Saved data entries:

########################################

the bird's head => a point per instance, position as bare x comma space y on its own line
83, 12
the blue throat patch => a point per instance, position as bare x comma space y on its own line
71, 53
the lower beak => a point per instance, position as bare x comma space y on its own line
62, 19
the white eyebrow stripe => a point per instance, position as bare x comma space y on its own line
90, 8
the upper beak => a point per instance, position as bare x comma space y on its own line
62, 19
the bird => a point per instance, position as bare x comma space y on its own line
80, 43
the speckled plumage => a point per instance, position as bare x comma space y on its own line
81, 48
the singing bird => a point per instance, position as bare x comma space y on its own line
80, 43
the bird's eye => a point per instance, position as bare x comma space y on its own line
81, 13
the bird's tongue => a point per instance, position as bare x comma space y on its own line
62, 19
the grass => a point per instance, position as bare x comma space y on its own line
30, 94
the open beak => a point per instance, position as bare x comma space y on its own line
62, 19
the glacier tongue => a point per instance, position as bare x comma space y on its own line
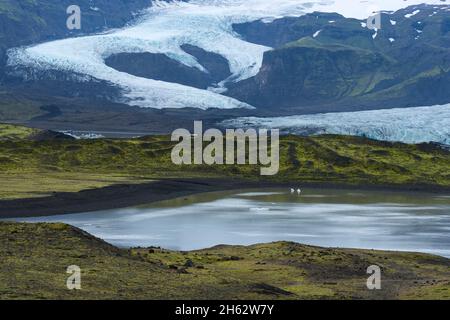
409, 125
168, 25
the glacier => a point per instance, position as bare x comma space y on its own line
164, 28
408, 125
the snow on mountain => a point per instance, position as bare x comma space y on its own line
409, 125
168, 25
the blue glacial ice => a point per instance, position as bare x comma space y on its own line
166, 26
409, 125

########################################

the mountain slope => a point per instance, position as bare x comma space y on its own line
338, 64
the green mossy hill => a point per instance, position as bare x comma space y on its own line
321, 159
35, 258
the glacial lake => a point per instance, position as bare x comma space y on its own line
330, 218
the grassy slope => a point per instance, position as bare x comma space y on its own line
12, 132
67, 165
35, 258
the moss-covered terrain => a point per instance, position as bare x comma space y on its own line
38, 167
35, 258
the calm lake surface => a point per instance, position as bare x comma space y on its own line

########################################

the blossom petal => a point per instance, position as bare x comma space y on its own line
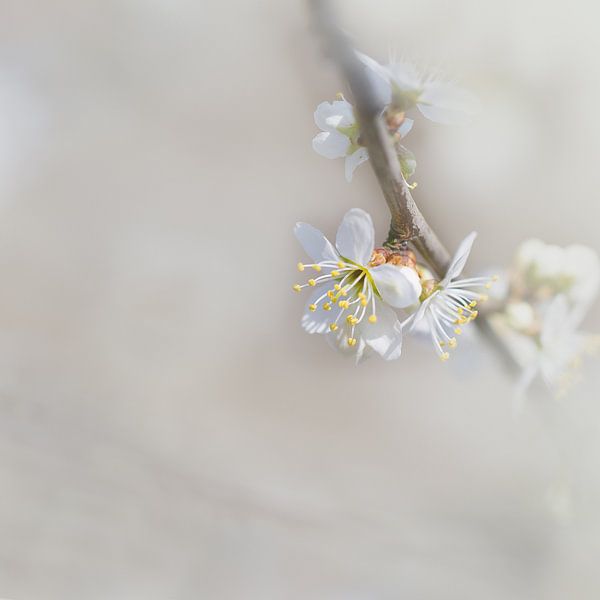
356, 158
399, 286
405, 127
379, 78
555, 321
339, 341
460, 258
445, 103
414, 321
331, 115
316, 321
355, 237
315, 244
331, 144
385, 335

########################################

Written instruction:
Express the lines between the one holding "the grassy slope" and the one holding "the calm lake", inclusive, as a numbered list, omitting any blank lines.

Written answer:
1. the grassy slope => a point per instance, position as bare x comma space y on its own line
2. 12, 132
3. 67, 165
4. 35, 258
5. the moss-covered terrain => a point per instance, position as bare x comma space y on its own line
6. 38, 167
7. 35, 258
8. the calm lake surface => a point per instance, position as bare x comma space y on its own line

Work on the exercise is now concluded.